Texto apresentado –

A música da América Latina é discutida sob a neve carnavalesca de Nova York
Na quinta-feira da semana passada, como sempre nesses últimos três
anos, eu escrevia minha coluna de sábado, sobre a nevasca em Nova York,
onde estive no carnaval, quando caiu a tempestade sobre a zona Oeste de
São Paulo, tempestade violenta, ciumenta, mais imprevisível e
incontrolável do que a neve que eu vira lá. A energia elétrica do bairro
foi para o espaço e só retornou de madrugada. Ilhado pela chuva, com o
texto salvo mas perdido dentro do computador inacessível, eu fiquei sem
ter como começá-lo todo de novo em algum outro lugar, e faltei ao meu
lugar aqui. A chuva do meu bairro, o rio da minha aldeia, quis falar
mais alto e calar, de alto a baixo, meus devaneios sobre a neve alheia.
Mas
a neve não era tão alheia assim. Na verdade eu estava dizendo que a
visão de um grupo de marinheiros brasileiros, mulatos e cafuzos, andando
penosamente na neve em Nova York, nos anos 1920, percebidos
angustiadamente como “caricaturas de homens”, estava entre os momentos
originários de toda a obra de Gilberto Freyre. A interpretação é de
Ricardo Benzaquen de Araújo na abertura de seu
“Guerra e paz: Casa
grande & senzala e a obra de Gilberto Freyre nos anos 30”. Freyre
se lembra com incômodo, a partir da visão, da frase de um viajante
americano ou inglês que enxergara um aspecto de “vira-lata” na população
brasileira. Todo o seu esforço ensaístico pode ser compreendido,
segundo Ricardo Benzaquen, como a tarefa de refutação e reversão dessa
imagem, que coincide aliás com a do famoso “complexo de vira-latas” de
Nelson Rodrigues.

Exercício escrito 1 – Nos registros, reescreva o trecho que começa na linha que contém "Can you find the metal" e termina na linha que contém "[[358, 485], [604, 485]]", substituindo "Drop a marker" por "Place a marker" e mantendo todo o resto igual.

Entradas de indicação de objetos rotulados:

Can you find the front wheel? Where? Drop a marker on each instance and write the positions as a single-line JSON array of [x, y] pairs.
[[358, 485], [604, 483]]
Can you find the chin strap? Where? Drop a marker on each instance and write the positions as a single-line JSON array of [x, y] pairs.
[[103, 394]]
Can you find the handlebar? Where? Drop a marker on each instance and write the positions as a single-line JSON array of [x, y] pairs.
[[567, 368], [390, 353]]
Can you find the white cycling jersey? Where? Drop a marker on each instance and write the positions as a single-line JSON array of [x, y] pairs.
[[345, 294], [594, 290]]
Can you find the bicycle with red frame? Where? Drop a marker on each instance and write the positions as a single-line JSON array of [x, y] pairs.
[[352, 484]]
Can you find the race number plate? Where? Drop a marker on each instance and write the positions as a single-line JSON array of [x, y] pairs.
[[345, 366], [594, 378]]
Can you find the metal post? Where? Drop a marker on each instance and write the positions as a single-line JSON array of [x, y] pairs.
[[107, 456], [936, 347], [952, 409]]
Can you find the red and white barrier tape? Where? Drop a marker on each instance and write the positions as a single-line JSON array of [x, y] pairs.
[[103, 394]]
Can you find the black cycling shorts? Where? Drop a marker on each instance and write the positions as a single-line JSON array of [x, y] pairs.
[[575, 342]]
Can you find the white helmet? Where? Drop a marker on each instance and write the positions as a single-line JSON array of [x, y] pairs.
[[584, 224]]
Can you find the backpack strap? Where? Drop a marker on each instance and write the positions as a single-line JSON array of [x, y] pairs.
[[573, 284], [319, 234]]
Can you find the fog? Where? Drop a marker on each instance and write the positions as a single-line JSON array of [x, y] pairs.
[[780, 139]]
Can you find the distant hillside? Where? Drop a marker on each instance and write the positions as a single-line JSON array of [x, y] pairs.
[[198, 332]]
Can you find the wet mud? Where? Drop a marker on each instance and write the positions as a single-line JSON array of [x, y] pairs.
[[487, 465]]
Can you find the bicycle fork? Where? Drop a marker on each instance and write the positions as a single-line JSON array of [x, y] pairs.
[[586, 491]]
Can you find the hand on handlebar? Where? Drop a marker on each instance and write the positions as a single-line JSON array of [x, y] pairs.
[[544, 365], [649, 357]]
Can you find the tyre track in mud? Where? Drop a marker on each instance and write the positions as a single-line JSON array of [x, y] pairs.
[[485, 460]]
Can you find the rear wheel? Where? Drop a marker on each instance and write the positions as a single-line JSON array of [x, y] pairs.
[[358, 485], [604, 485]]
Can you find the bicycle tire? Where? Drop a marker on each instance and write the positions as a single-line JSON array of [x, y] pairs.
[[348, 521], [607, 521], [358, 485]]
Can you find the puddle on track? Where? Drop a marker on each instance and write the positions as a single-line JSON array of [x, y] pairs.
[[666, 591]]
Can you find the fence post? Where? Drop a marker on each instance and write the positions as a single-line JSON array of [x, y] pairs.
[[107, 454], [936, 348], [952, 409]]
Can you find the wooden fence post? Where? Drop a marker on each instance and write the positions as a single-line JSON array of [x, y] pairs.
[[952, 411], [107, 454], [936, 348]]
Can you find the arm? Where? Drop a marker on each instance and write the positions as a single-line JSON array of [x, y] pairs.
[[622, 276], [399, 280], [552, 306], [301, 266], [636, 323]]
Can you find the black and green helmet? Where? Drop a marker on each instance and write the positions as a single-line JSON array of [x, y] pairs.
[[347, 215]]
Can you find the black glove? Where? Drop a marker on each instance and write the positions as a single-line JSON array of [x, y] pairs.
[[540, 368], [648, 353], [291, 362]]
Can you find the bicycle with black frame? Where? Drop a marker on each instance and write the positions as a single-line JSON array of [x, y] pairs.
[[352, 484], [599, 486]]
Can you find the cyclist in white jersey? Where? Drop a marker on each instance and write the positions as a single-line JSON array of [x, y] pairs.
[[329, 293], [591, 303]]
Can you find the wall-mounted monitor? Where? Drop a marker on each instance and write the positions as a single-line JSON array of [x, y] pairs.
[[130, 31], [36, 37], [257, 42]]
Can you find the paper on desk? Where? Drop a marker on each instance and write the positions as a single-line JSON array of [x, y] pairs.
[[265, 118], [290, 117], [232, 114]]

Exercício escrito 2 –
Responda com base no texto sobre a neve em Nova York:
(a) Em que dia da semana caiu a tempestade sobre a zona Oeste de São Paulo?
(b) Quando a energia elétrica do bairro retornou?
(c) A quem é atribuída a expressão "complexo de vira-latas"?

Resultado da tarefa 1 –
Can you find the metal post? Where? Place a marker on each instance and write the positions as a single-line JSON array of [x, y] pairs.
[[107, 456], [936, 347], [952, 409]]
Can you find the red and white barrier tape? Where? Place a marker on each instance and write the positions as a single-line JSON array of [x, y] pairs.
[[103, 394]]
Can you find the black cycling shorts? Where? Place a marker on each instance and write the positions as a single-line JSON array of [x, y] pairs.
[[575, 342]]
Can you find the white helmet? Where? Place a marker on each instance and write the positions as a single-line JSON array of [x, y] pairs.
[[584, 224]]
Can you find the backpack strap? Where? Place a marker on each instance and write the positions as a single-line JSON array of [x, y] pairs.
[[573, 284], [319, 234]]
Can you find the fog? Where? Place a marker on each instance and write the positions as a single-line JSON array of [x, y] pairs.
[[780, 139]]
Can you find the distant hillside? Where? Place a marker on each instance and write the positions as a single-line JSON array of [x, y] pairs.
[[198, 332]]
Can you find the wet mud? Where? Place a marker on each instance and write the positions as a single-line JSON array of [x, y] pairs.
[[487, 465]]
Can you find the bicycle fork? Where? Place a marker on each instance and write the positions as a single-line JSON array of [x, y] pairs.
[[586, 491]]
Can you find the hand on handlebar? Where? Place a marker on each instance and write the positions as a single-line JSON array of [x, y] pairs.
[[544, 365], [649, 357]]
Can you find the tyre track in mud? Where? Place a marker on each instance and write the positions as a single-line JSON array of [x, y] pairs.
[[485, 460]]
Can you find the rear wheel? Where? Place a marker on each instance and write the positions as a single-line JSON array of [x, y] pairs.
[[358, 485], [604, 485]]

Resultado da tarefa 2 –
(a) Na quinta-feira.
(b) De madrugada.
(c) A Nelson Rodrigues.